-------- Source data

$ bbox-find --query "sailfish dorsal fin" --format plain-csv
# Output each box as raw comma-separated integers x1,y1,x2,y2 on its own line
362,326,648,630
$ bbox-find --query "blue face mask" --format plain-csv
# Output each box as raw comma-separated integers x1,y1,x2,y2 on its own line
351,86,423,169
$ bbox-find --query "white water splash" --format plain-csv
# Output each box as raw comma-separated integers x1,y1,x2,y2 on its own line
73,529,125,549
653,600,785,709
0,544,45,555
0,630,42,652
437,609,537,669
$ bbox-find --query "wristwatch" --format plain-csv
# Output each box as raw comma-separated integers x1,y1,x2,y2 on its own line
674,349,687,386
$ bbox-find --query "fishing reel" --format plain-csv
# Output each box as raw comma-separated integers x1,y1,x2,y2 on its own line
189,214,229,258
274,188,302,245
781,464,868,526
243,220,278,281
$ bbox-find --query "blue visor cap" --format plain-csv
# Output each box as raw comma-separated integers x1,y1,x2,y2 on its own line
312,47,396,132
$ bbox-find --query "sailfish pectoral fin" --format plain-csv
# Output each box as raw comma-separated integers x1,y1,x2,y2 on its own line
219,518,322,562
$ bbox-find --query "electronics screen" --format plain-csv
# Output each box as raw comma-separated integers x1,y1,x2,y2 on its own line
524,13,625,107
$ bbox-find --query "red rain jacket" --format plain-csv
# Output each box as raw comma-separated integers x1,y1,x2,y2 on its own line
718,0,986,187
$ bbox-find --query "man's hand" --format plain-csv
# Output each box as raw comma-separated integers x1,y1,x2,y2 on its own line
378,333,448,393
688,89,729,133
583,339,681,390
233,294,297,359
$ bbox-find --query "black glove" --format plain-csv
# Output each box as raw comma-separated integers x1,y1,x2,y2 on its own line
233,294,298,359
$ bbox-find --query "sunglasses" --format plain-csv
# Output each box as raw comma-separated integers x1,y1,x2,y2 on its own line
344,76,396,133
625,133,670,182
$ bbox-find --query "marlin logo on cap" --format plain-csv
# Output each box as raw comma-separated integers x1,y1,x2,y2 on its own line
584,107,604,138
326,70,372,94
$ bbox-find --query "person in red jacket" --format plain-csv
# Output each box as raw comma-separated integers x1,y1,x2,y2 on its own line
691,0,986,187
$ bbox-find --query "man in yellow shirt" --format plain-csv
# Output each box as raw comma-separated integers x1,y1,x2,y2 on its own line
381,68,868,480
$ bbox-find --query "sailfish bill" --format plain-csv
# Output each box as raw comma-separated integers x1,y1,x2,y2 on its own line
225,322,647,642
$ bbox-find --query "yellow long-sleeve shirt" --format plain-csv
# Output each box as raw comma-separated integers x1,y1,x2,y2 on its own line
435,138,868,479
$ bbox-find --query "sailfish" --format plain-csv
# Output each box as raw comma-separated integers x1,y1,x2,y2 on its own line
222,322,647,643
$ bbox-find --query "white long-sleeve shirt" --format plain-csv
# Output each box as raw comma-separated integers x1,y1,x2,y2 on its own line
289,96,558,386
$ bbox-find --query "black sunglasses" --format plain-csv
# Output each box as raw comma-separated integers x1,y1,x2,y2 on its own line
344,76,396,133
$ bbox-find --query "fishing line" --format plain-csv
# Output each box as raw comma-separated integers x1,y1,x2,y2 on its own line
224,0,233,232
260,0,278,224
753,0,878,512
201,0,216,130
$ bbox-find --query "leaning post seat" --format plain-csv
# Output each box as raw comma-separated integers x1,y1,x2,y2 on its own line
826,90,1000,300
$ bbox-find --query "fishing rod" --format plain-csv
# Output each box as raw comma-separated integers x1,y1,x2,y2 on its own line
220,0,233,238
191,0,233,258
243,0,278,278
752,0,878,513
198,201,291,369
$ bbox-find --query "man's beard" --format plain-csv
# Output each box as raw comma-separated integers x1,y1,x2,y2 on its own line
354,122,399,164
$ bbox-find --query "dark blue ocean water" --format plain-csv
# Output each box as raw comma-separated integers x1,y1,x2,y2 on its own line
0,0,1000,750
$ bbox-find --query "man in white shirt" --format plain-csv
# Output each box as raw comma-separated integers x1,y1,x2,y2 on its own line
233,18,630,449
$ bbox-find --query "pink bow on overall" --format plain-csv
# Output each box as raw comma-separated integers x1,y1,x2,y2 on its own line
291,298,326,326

----------------

Given exercise
Render the lines of the entries as a numbered list, starting at the first line and ending at the line that contains "243,220,278,281", with both of those lines included and blank lines left out.

The answer
1. $ bbox-find --query "sailfish dorsal fin" --format plain-csv
2. # Output each box as raw comma-separated integers x1,y1,x2,y2 on its own line
3. 362,326,648,630
4. $ bbox-find --query "blue face mask" --format plain-csv
5. # Output each box as raw comma-separated integers x1,y1,x2,y2 on its own line
6. 351,86,423,169
7. $ bbox-find --query "white water splash" --format plain-csv
8. # Output each box as raw comma-separated integers x1,y1,x2,y2 on its own line
9. 73,529,125,549
10. 653,600,785,709
11. 0,544,45,555
12. 0,630,42,652
13. 437,609,537,669
14. $ bbox-find --query "wristwatch" --format plain-csv
15. # Output each box as raw comma-separated integers x1,y1,x2,y2 on its own line
16. 674,349,687,386
17. $ bbox-find --query "fishing reel" --format plain-csv
18. # Output each box as raw comma-separated integers x1,y1,x2,y2 on its own line
19. 189,214,229,258
20. 274,188,302,245
21. 781,464,868,526
22. 243,220,278,281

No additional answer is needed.